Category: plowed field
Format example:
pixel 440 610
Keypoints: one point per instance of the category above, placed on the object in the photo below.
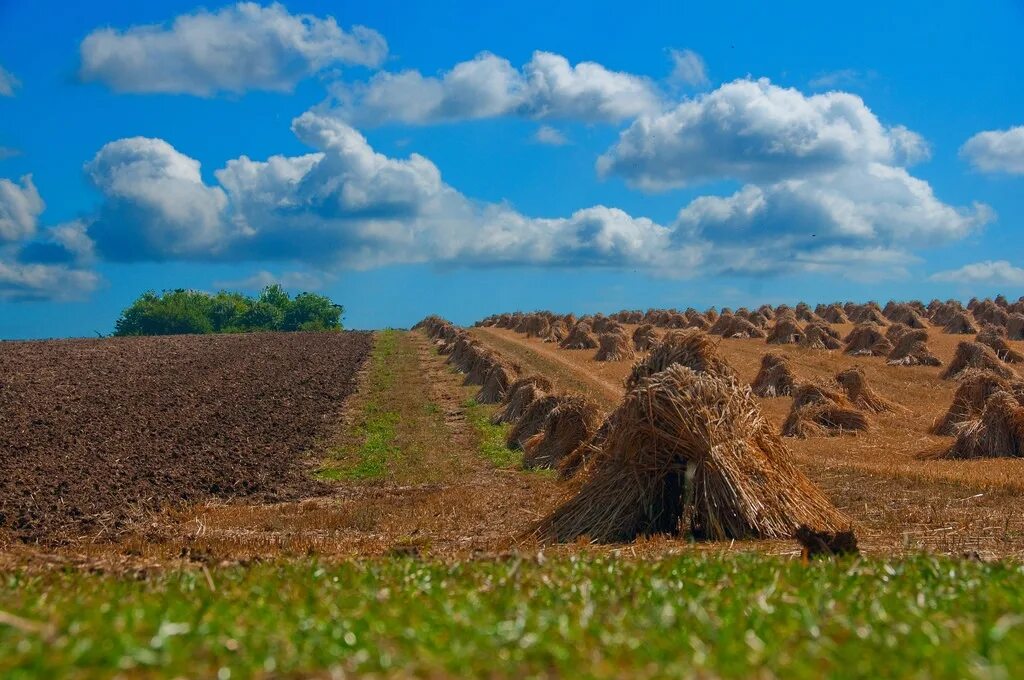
pixel 94 433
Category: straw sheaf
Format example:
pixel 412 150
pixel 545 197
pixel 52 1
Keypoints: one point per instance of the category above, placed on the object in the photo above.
pixel 976 355
pixel 571 423
pixel 691 450
pixel 688 347
pixel 775 377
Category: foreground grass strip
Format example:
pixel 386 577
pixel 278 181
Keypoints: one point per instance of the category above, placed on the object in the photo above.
pixel 731 617
pixel 491 437
pixel 377 427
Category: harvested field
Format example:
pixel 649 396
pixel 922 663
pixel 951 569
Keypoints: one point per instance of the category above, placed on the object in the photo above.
pixel 98 432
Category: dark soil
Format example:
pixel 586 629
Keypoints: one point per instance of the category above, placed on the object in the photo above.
pixel 96 433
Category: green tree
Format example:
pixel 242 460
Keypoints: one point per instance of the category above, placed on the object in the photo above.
pixel 181 310
pixel 309 311
pixel 174 312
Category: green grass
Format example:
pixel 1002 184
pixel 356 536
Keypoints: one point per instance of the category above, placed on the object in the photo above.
pixel 732 617
pixel 378 426
pixel 491 437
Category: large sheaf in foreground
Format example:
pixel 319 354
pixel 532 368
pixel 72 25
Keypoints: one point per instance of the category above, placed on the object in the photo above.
pixel 96 432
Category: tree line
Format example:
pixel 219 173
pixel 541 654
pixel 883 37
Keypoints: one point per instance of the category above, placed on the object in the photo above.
pixel 180 311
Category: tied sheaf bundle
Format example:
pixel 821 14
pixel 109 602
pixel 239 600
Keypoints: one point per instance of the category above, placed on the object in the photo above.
pixel 691 451
pixel 969 401
pixel 581 336
pixel 911 349
pixel 820 336
pixel 992 336
pixel 960 324
pixel 997 433
pixel 518 396
pixel 818 410
pixel 614 345
pixel 976 355
pixel 644 337
pixel 571 423
pixel 785 331
pixel 854 383
pixel 867 340
pixel 689 347
pixel 775 377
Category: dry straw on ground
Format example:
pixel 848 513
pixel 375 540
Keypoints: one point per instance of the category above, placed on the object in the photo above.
pixel 581 337
pixel 819 410
pixel 854 383
pixel 775 377
pixel 519 395
pixel 644 337
pixel 785 331
pixel 689 347
pixel 991 336
pixel 614 346
pixel 531 421
pixel 974 389
pixel 569 425
pixel 976 355
pixel 998 433
pixel 911 349
pixel 820 336
pixel 691 451
pixel 496 383
pixel 867 340
pixel 958 323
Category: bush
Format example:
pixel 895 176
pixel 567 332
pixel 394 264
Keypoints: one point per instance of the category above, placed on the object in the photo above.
pixel 178 311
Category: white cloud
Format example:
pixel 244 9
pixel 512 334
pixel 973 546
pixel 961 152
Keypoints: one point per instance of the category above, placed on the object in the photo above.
pixel 41 269
pixel 32 283
pixel 866 205
pixel 996 151
pixel 549 135
pixel 752 130
pixel 548 87
pixel 989 271
pixel 834 79
pixel 161 193
pixel 687 68
pixel 240 47
pixel 20 206
pixel 344 205
pixel 7 83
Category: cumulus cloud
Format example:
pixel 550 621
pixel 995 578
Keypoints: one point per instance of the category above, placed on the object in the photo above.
pixel 549 135
pixel 161 193
pixel 488 86
pixel 687 68
pixel 871 204
pixel 996 151
pixel 7 83
pixel 988 271
pixel 35 283
pixel 65 244
pixel 343 205
pixel 20 206
pixel 240 47
pixel 47 267
pixel 346 205
pixel 751 130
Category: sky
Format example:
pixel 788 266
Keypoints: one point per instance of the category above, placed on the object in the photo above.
pixel 466 158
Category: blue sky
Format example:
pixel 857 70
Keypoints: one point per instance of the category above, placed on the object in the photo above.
pixel 466 158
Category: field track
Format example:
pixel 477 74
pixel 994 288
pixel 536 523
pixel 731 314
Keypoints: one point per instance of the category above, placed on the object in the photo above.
pixel 899 501
pixel 96 432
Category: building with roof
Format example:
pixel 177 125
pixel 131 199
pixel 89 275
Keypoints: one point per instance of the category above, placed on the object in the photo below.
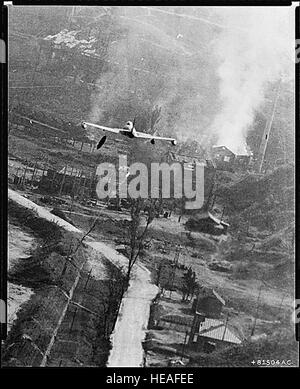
····················
EXERCISE GOAL -
Copy the lines from the start of the records through the line containing "pixel 377 427", inclusive, leaving out any pictures.

CORRECT ANSWER -
Category: plowed field
Format example:
pixel 440 610
Keypoints: one point per instance of the category above, placed on the object in the photo below.
pixel 94 433
Category: straw sheaf
Format example:
pixel 412 150
pixel 545 197
pixel 52 1
Keypoints: one point per instance of the category above, placed on the object in the photo above.
pixel 976 355
pixel 571 423
pixel 691 450
pixel 688 347
pixel 775 377
Category: foreground grass strip
Format example:
pixel 386 577
pixel 278 181
Keypoints: one point per instance of the category above, placed on the object in the photo above.
pixel 731 617
pixel 491 437
pixel 377 427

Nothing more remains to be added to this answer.